(Position identification records)
+ + + + + + +

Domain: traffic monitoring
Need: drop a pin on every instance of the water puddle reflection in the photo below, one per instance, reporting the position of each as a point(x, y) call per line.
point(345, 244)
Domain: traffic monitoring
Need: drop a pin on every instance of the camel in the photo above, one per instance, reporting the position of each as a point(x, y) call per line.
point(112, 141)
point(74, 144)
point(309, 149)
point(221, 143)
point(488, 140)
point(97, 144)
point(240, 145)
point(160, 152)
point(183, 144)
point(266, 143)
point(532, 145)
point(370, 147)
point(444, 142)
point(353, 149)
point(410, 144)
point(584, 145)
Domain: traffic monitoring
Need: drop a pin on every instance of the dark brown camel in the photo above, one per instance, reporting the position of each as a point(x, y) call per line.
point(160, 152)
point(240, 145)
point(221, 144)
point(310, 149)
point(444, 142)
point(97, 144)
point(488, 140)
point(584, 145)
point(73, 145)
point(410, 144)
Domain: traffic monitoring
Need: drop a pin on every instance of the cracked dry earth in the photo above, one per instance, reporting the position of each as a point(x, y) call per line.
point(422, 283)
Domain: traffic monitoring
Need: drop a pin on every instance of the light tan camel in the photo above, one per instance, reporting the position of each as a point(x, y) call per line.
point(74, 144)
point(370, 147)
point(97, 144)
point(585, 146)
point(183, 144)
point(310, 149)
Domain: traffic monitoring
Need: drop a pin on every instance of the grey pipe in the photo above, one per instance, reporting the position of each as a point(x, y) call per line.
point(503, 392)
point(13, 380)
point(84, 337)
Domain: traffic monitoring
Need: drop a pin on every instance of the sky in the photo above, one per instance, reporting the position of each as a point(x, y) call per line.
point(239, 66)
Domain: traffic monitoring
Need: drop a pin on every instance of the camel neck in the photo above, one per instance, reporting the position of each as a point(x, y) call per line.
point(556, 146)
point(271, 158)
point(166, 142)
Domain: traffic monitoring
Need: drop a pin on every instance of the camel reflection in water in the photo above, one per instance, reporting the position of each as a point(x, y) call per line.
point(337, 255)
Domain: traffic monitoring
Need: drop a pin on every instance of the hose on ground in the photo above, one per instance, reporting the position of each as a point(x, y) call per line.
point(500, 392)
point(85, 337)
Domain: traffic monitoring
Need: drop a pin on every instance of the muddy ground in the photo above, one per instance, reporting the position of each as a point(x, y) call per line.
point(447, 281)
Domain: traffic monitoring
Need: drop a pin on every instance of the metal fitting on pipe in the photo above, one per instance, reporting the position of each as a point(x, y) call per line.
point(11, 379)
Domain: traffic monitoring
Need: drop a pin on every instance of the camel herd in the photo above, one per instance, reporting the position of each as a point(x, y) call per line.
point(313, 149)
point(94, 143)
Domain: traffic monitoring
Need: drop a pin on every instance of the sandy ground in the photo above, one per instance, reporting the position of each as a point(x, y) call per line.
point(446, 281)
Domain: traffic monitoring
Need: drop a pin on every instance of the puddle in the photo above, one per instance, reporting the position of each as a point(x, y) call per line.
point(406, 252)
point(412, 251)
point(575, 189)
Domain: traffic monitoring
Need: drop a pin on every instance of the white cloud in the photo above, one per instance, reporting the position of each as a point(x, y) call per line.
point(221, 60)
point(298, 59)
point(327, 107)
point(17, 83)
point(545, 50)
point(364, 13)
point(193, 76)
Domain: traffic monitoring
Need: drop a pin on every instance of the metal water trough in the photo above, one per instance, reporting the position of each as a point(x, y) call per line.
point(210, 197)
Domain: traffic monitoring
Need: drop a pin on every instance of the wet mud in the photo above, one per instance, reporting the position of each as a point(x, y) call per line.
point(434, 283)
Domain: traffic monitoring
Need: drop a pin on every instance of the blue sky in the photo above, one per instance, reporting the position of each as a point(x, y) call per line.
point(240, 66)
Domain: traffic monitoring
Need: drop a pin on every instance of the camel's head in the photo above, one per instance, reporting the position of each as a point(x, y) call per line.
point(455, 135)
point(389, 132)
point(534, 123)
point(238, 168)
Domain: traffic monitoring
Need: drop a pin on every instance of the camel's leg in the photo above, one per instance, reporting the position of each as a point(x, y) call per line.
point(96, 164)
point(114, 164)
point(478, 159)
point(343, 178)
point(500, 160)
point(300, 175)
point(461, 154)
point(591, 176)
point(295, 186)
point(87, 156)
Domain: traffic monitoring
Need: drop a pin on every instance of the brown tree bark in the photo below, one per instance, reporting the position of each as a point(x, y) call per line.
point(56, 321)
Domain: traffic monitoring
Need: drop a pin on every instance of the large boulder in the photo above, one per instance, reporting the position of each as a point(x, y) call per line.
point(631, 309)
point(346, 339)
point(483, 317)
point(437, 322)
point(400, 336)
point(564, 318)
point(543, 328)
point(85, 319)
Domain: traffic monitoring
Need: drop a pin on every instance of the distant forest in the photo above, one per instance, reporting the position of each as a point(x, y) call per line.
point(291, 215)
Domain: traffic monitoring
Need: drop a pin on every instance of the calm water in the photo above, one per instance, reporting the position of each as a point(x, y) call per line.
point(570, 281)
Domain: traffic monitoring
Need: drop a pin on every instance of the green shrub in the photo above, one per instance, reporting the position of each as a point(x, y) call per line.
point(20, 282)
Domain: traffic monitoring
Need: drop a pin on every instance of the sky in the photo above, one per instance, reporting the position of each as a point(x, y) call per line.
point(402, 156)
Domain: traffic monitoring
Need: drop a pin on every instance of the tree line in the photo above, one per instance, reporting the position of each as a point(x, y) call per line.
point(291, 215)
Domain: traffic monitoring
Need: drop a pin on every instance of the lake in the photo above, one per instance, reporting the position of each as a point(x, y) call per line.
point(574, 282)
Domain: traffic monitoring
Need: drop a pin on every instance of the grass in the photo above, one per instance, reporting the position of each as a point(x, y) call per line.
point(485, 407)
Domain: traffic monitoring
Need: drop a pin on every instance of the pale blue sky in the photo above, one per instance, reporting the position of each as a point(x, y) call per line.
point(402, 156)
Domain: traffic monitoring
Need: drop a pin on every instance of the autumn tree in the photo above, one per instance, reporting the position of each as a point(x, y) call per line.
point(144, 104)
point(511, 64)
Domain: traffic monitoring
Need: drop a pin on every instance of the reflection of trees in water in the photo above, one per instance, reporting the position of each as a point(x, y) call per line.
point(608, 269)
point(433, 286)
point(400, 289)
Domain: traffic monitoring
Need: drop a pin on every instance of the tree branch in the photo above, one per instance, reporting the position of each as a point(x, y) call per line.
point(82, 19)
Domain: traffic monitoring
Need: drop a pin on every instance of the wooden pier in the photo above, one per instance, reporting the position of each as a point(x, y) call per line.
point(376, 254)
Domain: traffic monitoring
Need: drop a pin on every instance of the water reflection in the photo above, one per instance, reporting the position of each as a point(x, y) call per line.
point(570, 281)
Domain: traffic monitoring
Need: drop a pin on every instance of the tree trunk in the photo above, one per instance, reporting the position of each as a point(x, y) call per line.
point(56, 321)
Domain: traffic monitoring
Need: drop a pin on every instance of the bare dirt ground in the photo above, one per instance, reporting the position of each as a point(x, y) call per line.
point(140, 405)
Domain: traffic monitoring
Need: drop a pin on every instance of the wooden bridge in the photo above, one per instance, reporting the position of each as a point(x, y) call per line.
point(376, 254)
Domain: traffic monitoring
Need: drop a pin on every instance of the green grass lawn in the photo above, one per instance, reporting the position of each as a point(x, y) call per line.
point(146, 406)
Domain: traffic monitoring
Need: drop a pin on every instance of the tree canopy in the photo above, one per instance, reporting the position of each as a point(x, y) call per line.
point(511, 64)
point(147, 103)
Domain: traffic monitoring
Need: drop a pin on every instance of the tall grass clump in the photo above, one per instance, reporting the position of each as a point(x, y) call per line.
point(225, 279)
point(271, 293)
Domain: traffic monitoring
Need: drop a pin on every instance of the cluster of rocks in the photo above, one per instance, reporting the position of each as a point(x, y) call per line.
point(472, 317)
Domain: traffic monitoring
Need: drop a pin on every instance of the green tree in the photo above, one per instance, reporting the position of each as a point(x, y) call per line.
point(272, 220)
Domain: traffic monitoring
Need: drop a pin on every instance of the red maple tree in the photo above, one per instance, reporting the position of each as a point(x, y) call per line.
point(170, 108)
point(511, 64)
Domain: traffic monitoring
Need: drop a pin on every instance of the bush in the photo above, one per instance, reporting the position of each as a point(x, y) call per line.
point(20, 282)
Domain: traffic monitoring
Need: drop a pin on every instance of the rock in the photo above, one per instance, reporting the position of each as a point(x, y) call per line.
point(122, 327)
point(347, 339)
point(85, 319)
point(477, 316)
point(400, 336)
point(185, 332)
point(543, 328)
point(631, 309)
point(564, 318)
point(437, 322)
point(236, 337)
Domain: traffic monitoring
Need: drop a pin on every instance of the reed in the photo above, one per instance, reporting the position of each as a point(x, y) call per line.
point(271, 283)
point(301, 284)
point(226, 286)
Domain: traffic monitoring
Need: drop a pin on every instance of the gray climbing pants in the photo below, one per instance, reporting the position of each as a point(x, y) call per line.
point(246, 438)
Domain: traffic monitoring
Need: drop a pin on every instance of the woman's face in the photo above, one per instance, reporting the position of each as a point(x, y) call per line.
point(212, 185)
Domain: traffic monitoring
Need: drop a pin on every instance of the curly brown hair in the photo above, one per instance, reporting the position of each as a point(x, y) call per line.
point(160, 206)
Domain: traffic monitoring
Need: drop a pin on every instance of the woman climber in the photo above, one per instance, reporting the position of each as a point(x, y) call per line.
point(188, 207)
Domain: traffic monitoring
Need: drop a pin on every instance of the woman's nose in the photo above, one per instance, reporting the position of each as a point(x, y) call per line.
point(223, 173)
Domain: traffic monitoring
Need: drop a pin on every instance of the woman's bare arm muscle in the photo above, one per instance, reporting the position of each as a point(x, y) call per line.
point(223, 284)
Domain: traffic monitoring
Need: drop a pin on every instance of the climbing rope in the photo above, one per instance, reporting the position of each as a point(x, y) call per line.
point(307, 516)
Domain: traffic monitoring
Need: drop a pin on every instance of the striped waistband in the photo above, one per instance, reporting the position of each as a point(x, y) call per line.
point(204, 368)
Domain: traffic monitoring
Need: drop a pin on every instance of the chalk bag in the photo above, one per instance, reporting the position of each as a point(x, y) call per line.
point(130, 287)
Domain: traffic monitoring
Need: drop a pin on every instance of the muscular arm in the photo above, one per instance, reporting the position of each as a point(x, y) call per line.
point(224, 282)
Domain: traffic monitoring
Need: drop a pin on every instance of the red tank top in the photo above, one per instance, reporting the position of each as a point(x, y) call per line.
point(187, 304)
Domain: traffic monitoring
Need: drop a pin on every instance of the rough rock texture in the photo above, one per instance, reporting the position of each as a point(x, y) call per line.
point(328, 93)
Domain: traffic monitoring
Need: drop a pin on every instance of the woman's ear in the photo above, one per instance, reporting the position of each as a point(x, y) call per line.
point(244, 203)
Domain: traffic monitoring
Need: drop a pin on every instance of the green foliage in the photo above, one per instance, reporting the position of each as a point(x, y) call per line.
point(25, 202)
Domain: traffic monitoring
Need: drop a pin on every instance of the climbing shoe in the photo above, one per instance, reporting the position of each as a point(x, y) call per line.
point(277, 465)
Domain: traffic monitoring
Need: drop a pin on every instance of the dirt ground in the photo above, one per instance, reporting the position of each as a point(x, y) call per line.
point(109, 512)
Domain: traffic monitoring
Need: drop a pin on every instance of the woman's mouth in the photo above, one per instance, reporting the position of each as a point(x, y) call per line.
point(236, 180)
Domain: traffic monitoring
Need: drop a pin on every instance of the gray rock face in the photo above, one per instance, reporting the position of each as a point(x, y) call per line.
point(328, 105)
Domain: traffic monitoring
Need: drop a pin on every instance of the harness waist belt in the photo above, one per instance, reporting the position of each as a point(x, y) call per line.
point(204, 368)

+ + + + + + +

**TASK TO CARRY OUT**
List each line of the records above that contains the string "blue", treating uppercase and lowercase letters as different.

**CORRECT ANSWER**
Need: drop a pin on every instance of the blue sky in the photo above, one per instance, reporting the position of each as a point(x, y) call per line.
Need: drop a pin on every instance of the pale blue sky in the photo above, one per instance, reporting the position of each as a point(x, y) call per line.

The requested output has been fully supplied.